- [Task] In the MBOX import thread, rewrite the passage between "(Superseded) Import MBOX" and "them all up.", inclusive, changing every "sidekiq" to "Sidekiq".
* BEGIN Text passage *
(Superseded) Import MBOX (mailing list) files

Thanks! one more question: What’s the role of sidekiq, after mbox.rb has finished running? In my (one list only) test run, sidekiq also took a long time to settle down after the initial import. By that I mean that I was looking at status on the /sidekiq URL and it was working like crazy for many hours.

It does stuff like bake the posts so that URLs pointing to images and such get baked into the right HTML. I think that if you don’t wait for it to happen on your devel box, it’ll happen on production, but, well, you probably don’t want a bunch of bare URLs where images are supposed to be on your production site. And with 1.7e6 messages, it takes a little while to open them all up.
* END Text passage *
* BEGIN Data block *
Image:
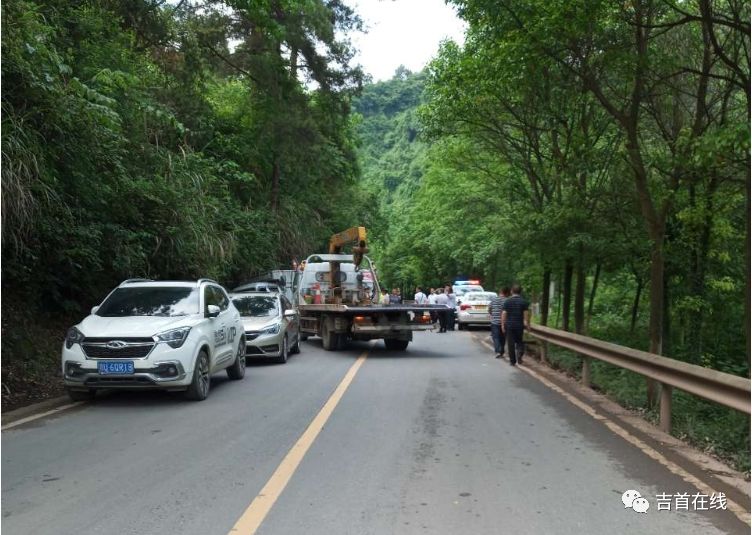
* END Data block *
- [Response to this task]
(Superseded) Import MBOX (mailing list) files

Thanks! one more question: What’s the role of Sidekiq, after mbox.rb has finished running? In my (one list only) test run, Sidekiq also took a long time to settle down after the initial import. By that I mean that I was looking at status on the /Sidekiq URL and it was working like crazy for many hours.

It does stuff like bake the posts so that URLs pointing to images and such get baked into the right HTML. I think that if you don’t wait for it to happen on your devel box, it’ll happen on production, but, well, you probably don’t want a bunch of bare URLs where images are supposed to be on your production site. And with 1.7e6 messages, it takes a little while to open them all up.